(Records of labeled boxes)

***

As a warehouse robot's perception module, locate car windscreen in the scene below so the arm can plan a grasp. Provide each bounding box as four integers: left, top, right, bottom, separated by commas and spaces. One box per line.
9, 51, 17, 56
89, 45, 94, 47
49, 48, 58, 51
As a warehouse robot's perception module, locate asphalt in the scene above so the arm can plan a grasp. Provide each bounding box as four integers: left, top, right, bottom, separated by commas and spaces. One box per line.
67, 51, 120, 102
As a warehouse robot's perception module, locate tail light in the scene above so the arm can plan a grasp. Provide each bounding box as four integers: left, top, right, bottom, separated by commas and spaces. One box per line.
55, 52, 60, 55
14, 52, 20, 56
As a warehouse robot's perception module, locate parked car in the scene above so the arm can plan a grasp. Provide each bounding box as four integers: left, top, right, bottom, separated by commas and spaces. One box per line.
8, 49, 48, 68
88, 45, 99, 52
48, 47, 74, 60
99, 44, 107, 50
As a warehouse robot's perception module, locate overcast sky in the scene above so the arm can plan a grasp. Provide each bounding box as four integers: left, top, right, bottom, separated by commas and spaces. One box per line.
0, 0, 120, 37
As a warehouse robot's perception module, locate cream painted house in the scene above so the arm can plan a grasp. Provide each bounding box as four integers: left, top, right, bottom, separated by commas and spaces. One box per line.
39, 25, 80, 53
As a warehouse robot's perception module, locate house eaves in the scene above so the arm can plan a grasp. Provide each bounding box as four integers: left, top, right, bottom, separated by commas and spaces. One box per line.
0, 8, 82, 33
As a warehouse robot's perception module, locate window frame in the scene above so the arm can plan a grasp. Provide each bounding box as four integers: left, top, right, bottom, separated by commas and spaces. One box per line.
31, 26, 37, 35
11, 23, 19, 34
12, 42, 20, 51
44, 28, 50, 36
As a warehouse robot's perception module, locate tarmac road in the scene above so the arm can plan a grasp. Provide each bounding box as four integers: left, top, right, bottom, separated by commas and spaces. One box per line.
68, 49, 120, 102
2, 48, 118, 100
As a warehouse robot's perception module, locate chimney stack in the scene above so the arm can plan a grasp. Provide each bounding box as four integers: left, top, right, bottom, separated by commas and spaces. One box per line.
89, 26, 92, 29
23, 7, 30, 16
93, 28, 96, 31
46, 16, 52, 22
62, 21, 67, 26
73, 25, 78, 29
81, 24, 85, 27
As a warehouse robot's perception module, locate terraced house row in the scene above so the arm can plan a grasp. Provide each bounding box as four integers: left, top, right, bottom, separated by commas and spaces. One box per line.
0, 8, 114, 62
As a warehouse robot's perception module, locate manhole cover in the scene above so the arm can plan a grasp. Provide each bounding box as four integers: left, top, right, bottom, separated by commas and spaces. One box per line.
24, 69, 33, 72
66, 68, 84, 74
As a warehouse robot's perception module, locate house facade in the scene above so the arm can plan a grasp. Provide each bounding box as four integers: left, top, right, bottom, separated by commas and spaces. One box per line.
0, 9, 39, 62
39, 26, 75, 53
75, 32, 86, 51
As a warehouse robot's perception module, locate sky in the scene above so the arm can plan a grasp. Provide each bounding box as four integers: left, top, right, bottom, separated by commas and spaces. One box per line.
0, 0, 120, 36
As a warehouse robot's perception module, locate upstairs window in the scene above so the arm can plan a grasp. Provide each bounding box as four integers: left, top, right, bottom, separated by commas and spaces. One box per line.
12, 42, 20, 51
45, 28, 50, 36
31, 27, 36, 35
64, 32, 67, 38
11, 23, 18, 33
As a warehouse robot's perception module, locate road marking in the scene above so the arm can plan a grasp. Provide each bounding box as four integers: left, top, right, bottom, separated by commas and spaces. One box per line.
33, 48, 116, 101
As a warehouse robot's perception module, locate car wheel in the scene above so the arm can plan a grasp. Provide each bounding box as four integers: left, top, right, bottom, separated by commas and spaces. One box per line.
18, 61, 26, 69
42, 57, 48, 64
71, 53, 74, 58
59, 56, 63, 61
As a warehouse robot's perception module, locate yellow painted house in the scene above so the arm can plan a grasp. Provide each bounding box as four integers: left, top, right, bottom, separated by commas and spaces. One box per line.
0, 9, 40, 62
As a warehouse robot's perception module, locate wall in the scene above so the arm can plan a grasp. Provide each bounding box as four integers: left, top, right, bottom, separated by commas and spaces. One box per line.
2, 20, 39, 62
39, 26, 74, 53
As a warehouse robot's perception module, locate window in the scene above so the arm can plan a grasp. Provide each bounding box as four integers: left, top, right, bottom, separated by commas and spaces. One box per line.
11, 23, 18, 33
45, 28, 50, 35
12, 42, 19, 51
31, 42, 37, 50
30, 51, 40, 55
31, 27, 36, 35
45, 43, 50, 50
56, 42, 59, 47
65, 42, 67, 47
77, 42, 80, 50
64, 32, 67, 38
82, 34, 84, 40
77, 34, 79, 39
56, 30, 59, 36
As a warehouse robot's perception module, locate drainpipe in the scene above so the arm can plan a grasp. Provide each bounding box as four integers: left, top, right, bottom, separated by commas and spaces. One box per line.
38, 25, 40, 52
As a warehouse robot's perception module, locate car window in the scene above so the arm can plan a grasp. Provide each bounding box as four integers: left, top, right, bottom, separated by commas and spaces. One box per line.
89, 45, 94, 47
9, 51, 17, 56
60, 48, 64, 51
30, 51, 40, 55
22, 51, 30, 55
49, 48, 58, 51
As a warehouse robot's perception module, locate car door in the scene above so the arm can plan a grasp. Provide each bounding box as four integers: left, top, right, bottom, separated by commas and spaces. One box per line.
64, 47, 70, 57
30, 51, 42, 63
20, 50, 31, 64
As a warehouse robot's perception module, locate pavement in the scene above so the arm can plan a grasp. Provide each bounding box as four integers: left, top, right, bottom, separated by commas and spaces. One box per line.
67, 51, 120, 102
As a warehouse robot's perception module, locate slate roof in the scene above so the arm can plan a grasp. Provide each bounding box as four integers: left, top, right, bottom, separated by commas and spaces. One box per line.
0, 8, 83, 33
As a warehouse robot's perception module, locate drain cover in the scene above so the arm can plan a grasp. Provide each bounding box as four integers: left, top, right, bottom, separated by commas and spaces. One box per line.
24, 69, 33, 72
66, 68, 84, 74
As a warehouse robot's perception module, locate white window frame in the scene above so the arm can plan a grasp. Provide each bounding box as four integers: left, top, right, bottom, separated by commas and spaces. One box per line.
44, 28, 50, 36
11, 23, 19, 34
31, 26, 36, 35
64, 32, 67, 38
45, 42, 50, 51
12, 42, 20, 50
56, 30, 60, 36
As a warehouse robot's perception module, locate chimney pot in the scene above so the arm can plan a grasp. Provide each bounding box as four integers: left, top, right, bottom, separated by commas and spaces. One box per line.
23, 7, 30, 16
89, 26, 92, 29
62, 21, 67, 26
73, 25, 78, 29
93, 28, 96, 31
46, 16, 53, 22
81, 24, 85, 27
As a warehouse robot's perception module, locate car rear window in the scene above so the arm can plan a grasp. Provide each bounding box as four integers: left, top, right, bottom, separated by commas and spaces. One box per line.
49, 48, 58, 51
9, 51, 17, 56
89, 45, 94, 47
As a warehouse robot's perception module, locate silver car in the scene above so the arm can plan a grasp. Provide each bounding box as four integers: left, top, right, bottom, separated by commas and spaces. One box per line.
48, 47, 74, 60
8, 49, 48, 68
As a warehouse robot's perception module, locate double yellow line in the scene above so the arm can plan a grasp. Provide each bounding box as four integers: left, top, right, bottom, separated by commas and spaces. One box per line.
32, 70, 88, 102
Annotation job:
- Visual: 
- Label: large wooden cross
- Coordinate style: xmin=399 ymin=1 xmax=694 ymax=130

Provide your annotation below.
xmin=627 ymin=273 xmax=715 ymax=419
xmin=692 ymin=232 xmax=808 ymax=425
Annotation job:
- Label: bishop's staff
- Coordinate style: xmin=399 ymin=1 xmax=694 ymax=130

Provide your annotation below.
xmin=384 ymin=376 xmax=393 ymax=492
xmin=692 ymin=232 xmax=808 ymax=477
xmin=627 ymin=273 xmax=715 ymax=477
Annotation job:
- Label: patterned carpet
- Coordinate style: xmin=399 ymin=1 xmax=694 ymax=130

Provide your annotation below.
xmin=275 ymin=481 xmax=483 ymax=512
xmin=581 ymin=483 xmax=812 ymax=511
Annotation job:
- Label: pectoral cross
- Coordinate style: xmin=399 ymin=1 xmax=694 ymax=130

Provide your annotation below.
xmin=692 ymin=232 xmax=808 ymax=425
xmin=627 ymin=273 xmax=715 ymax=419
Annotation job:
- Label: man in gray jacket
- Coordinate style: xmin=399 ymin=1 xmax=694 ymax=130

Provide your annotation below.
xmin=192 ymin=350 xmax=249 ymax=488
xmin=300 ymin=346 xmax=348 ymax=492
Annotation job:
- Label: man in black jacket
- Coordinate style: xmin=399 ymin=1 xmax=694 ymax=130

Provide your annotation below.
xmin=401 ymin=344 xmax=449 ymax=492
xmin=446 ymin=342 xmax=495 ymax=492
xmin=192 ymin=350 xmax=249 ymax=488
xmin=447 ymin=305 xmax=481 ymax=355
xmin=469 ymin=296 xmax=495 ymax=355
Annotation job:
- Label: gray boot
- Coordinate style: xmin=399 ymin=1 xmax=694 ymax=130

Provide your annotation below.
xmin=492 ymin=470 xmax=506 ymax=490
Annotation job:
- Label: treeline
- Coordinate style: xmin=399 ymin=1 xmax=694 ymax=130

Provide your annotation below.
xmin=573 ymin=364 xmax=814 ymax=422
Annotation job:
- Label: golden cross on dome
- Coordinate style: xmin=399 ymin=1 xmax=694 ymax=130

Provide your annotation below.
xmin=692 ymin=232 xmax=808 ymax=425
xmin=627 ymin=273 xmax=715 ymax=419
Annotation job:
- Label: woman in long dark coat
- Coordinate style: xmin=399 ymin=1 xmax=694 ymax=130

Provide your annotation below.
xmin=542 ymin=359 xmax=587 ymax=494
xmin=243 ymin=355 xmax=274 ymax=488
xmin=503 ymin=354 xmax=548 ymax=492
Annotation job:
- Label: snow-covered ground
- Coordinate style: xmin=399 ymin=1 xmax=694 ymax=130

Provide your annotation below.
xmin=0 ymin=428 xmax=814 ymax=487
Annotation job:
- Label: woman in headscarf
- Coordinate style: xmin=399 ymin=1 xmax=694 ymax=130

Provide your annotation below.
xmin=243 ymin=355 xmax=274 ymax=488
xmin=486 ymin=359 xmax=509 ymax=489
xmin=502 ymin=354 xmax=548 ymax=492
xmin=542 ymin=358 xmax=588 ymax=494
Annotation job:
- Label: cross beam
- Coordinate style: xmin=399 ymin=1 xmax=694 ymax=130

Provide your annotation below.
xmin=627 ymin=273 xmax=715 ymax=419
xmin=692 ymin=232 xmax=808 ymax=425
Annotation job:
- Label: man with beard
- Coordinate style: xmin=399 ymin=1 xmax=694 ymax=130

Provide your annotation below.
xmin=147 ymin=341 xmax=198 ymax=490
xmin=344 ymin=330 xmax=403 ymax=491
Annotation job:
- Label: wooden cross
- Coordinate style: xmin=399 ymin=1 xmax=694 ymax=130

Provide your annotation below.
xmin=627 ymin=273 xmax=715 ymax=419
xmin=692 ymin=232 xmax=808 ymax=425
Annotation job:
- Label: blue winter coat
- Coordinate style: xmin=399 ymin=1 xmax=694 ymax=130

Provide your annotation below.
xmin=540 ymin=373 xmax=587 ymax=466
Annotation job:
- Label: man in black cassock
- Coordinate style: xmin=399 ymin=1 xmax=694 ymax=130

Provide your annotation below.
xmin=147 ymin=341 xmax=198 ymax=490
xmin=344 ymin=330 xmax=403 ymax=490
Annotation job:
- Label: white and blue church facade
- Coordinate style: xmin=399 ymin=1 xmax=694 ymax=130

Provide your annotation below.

***

To be done: List every line in the rows above that contains the string "frame", with case counting.

Written response:
As a warehouse robot's perception module, locate window frame in the scene above so the arm can plan a grasp. Provide each bounding box as four integers: left, top, right, bottom, separated by commas and spaces. One box per line.
As a warehouse robot's perception module, locate white window frame in the scene above so the arm can plan a grasp. Provide each bounding box as four integers: left, top, right, bottom, separated by commas and spaces. One box per line.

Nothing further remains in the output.